======== SELECTED TEXT ========

# brrrrrrrrr....



## ThornyRidge (Jan 3, 2010)

it sure seems that the New Year is starting off in the deep freeze here!  Man it got cold and fast.. we have about 4 -5 inches of snow and the temperature has been down right frigid.. last night it got down to 4 degrees... yuck...  and that is not counting the wind chill which puts it around negative 10!!!!  This morning it was a whopping 18 inside my barn.. my poor little goats.. they are all fluffed out and some were shivering.. Needless to say I spent about 1.5 hours getting more bedding and heating warm water and finally getting all my heated buckets set up and finally when I couldnt feel my fingers or legs I called it quits..  I think the sorriest looking of anyone is the little japanese bantam rooster that has taken up residence in my barn..  he was definately cold and was all fluffed out roosting on my pen fence!  Poor little guy. I had to haul 3 buckets of solid water from the barn up to the house to thaw out.  I hate winter!!!!!  and yet I feel this is only the beginning.  My barn cat (who has taken up residence in the house hmmm?) decided to go back down to barn and I think he may be regretting that choice right about now!  I am just sooooooo thankful I don't do winter birthings... I CAN'T even imagine that right about now


----------



## Heavenly Springs Farm (Jan 3, 2010)

I know what you mean about the cold. I just had this problem this morning. It was about 4 F here. Two of my four goats were very cold. So, I had to put them into a stall. They have a shed outside but they were still cold. I really hate this cold weather. I can't wait until it is over.

======== GIVEN DATA ========

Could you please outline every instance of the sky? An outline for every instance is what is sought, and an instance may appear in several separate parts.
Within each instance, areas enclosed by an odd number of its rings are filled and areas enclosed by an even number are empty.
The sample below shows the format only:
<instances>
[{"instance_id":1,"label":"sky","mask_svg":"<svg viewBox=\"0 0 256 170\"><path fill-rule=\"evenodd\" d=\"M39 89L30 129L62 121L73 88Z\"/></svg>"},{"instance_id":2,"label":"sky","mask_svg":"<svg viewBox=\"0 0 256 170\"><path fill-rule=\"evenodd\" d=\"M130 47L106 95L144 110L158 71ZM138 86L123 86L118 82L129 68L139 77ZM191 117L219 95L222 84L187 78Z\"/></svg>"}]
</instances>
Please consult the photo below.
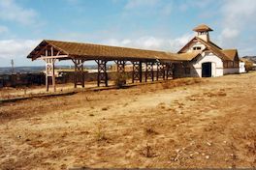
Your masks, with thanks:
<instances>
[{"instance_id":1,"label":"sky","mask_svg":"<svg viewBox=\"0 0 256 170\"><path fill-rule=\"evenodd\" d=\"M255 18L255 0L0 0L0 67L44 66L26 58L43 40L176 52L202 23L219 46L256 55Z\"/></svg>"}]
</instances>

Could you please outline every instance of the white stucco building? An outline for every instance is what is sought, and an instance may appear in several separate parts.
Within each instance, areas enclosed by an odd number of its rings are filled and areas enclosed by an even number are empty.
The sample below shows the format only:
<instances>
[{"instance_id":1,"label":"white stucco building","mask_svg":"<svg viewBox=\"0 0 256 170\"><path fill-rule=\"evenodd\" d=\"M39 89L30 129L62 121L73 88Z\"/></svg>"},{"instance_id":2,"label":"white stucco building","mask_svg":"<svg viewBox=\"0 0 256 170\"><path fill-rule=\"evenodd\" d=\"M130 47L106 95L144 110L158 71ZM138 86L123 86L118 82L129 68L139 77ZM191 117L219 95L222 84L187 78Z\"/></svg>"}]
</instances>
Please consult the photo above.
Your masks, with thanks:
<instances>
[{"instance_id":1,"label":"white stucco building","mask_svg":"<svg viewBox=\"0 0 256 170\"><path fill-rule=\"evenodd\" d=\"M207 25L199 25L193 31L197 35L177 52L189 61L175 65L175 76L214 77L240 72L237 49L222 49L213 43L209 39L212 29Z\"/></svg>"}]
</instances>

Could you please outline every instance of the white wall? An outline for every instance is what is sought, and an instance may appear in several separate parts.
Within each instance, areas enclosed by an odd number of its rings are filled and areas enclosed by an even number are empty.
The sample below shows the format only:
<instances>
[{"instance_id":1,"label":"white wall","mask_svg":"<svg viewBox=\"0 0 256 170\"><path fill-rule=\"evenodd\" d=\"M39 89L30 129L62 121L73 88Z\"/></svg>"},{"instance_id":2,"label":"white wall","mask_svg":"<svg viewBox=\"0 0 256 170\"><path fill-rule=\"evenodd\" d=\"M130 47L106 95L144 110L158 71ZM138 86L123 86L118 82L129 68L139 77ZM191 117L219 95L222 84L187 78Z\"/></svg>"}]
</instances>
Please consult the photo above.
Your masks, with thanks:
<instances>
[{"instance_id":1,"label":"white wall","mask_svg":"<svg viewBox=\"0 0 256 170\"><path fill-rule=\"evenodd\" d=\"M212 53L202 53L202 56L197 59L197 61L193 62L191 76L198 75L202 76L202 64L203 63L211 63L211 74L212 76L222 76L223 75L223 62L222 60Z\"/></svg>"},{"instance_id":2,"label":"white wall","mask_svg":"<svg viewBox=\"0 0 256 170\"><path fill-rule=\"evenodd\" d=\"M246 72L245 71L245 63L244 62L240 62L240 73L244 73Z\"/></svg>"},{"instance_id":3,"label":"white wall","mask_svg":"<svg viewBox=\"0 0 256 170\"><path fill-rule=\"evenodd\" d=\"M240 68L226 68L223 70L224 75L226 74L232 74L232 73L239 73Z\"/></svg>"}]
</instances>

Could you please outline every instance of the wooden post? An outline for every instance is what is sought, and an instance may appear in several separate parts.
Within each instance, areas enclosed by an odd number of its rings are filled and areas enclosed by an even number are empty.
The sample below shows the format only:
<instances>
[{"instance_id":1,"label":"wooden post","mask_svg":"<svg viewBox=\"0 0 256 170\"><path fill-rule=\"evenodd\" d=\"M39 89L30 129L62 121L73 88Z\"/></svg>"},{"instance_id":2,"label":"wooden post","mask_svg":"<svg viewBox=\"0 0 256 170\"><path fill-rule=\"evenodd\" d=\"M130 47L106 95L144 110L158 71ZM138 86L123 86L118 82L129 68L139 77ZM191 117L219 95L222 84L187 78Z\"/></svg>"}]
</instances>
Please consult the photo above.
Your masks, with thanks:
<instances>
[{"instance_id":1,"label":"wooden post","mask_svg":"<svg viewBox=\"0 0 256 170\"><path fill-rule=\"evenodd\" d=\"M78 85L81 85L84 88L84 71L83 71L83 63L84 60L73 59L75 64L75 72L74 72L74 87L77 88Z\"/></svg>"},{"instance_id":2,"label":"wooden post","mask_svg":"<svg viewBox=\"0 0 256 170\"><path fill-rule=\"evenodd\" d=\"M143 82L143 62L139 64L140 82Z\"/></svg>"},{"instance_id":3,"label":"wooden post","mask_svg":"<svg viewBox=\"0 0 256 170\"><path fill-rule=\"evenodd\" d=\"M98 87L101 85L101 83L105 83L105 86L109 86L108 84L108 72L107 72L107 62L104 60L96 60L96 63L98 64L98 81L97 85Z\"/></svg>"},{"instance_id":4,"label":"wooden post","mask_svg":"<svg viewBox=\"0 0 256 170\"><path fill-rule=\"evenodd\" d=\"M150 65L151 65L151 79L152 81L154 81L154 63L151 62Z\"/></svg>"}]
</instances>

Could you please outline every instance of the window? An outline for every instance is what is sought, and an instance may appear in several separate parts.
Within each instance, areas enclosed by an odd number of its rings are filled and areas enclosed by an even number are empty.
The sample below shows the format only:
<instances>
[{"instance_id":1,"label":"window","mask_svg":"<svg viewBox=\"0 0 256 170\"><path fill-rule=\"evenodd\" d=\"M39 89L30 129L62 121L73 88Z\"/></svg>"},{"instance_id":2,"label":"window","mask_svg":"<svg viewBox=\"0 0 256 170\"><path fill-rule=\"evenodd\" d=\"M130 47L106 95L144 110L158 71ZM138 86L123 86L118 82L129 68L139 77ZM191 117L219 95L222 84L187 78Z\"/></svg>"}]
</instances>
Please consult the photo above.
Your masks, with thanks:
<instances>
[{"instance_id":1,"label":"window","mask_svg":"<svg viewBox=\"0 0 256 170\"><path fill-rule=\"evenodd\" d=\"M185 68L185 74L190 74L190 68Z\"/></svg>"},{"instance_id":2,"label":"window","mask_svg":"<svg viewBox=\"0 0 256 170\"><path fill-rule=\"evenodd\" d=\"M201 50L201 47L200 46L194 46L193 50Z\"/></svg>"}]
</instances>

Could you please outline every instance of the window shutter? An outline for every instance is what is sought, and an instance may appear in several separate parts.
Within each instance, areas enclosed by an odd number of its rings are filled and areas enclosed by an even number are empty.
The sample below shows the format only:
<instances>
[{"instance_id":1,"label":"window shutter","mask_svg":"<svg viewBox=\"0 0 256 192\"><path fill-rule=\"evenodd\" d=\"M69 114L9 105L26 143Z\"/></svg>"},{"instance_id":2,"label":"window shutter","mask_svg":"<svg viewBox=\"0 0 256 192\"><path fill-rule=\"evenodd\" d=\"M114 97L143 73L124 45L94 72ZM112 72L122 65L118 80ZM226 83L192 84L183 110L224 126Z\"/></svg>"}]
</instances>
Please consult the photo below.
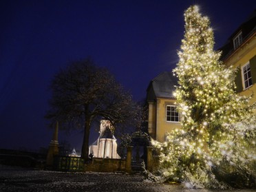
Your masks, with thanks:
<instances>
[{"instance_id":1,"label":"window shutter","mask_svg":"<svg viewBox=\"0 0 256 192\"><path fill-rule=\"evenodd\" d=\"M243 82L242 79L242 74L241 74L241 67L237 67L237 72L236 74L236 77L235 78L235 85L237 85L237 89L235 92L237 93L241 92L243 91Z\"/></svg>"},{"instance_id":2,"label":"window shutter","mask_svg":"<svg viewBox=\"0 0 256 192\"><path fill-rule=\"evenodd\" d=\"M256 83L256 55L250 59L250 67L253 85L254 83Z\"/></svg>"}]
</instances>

========

TASK LIST:
A – In the forum thread about the winter cold, how many buckets of solid water did ThornyRidge haul from the barn to the house to thaw?
B – Continue the forum thread about the winter cold after its last post.

SET OF ANSWERS:
A – Three buckets.

B –
----------



## Roll farms (Jan 3, 2010)

2 degrees here this morning, and I have a doe due any day....so we have the monitor going 24-7 so we don't end up w/ kidcycles.


----------



## currycomb (Jan 3, 2010)

well, we had twins when we got home from neighbors new years eve. didn't think the little buckling would make it, mom was stompping all over him. goofy goat didn't really bag up, but she didn't last year either and lost both kids then, so put her in barn to keep tabs on her. well, brought them in the house in a tote with towels warmed in dryer, heated some colostrum i had frozen, and got them eating. good thing too. went out to milk the doe, going to save her colostrum to replace what i used. guess what, no colostrum, and very little milk. and this doe is out of some top quality show lines. a very poor mamma, so i now have a buckling and a doe bottle kids in the house till they get stronger and the weather gets warmer. any one need a bottle baby or a pretty doe?


----------



## Heavenly Springs Farm (Jan 3, 2010)

I think the problem is that it has been so cold here for several weeks and it doesn't look like it is going to go away for another week or so. My little buckling from last year was colder when I went out earlier. So, he is in the garage warming up. He was fine yesterday. He was slower this morning, but was worse this afternoon. I hope he warms up and is ok. All the other goats are fine. They don't act cold at all. This is the first time I have had one do this. I wish I could move somewhere warmer.


----------



## ksalvagno (Jan 3, 2010)

Its darn cold here too. Current temp at 3:45pm is 16 degrees. So far my goats aren't shivering or anything. I close the barn doors at night and open them during the day. So at least there is no drafts at night. The boys seem to be doing fine too. I have lots of straw/hay for them to bed down in and their hay is never empty.


----------



## FarmerChick (Jan 3, 2010)

BBBrrr super cold here also
and I am in the South---what the South---doesn't feel like it..LOL

BBBrrrr


----------



## Roll farms (Jan 3, 2010)

Currycomb wrote:


> and this doe is out of some top quality show lines.


Wouldn't be a boer doe, would it?

Some of the best fullblood boer does I've owned...have been the worst kidders / moms.  That's why I started crossing them to Kikos and dairies.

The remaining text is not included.